— start of SUPPLIED ENTRIES —

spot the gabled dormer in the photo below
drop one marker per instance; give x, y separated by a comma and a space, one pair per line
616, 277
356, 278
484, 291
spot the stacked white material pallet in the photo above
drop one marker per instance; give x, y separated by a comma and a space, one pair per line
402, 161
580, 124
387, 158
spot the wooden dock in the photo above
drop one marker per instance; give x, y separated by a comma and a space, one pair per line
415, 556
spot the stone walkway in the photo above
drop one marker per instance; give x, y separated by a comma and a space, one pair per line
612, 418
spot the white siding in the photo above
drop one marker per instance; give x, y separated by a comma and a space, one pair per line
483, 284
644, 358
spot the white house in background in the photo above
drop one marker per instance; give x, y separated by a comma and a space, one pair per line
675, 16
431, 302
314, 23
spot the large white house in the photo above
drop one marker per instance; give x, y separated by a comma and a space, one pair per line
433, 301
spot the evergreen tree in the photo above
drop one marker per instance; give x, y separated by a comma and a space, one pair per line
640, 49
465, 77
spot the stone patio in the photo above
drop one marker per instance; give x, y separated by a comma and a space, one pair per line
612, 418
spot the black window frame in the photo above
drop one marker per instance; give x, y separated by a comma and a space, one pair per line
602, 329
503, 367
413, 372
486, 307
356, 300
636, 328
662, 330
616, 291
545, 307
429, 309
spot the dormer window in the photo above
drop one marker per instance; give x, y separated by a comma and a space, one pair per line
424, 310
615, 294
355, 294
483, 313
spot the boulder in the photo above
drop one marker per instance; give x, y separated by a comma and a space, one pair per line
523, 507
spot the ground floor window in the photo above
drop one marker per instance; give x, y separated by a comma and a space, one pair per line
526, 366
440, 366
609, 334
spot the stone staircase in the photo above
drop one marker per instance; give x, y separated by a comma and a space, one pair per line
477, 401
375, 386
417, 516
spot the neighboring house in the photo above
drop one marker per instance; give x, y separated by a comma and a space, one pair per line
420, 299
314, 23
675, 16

— end of SUPPLIED ENTRIES —

GOAL: Set down every line of the records above verbatim, without any alteration.

ANSWER TO THE PROBLEM:
spot the gabled dormer in the photo below
drop one marker per instance; give x, y separated by a comma and a space, one pair per line
616, 277
356, 278
484, 291
spot the stacked white material pallet in the photo above
drop one marker per instance; give x, y separated by a comma and a space, one pair per line
402, 161
580, 124
387, 158
spot the wooden dock in the photo above
drop one marker per instance; give x, y separated by a comma and a space, one pair per line
415, 556
spot the stone walkway in the photo above
drop one marker per instance; give x, y separated by a comma and a space, one pair per line
612, 418
spot the white siding in the photo above
drop one marker per instance; give x, y separated by a comma and a space, one pair per line
483, 284
644, 358
spot the white house in background in the photo above
drop one marker per instance; give x, y separated by a comma and a space, one pair per line
675, 16
431, 302
314, 23
spot the large white house in the photo above
drop one marker per instance; give x, y separated by a comma and a space, one pair per line
433, 301
spot the evergreen tree in the photo above
drop one marker per instance; give x, y separated by a comma and a space, one pair per line
640, 49
465, 77
spot the stone patio in the photo above
drop one marker per instance; give x, y separated by a comma and a space, one pair per line
612, 418
spot the black window frame in the photo above
drop one marker per instance; give x, y separated by a comma and a space, one pair per line
602, 329
503, 367
413, 372
486, 307
356, 300
636, 328
662, 330
616, 291
545, 307
429, 309
spot the dormer window in the photo above
drop one marker per instance; give x, y separated by a comma and a space, one pair per line
424, 310
615, 294
355, 294
483, 313
spot the boulder in the photo above
drop one marker per instance; give x, y separated by a comma and a space, one pair per line
523, 507
spot the ground floor window in the photo above
drop one marker per instance; give x, y separated by a comma and a space, one pair per line
526, 366
440, 366
609, 334
spot the stone staircase in the photo above
drop one marker per instance; give x, y separated by a comma and a space, one pair per line
477, 401
375, 386
417, 516
spot the neighboring house in the photo above
drop one marker per instance; give x, y separated by a comma and a space, one pair per line
420, 299
314, 23
675, 16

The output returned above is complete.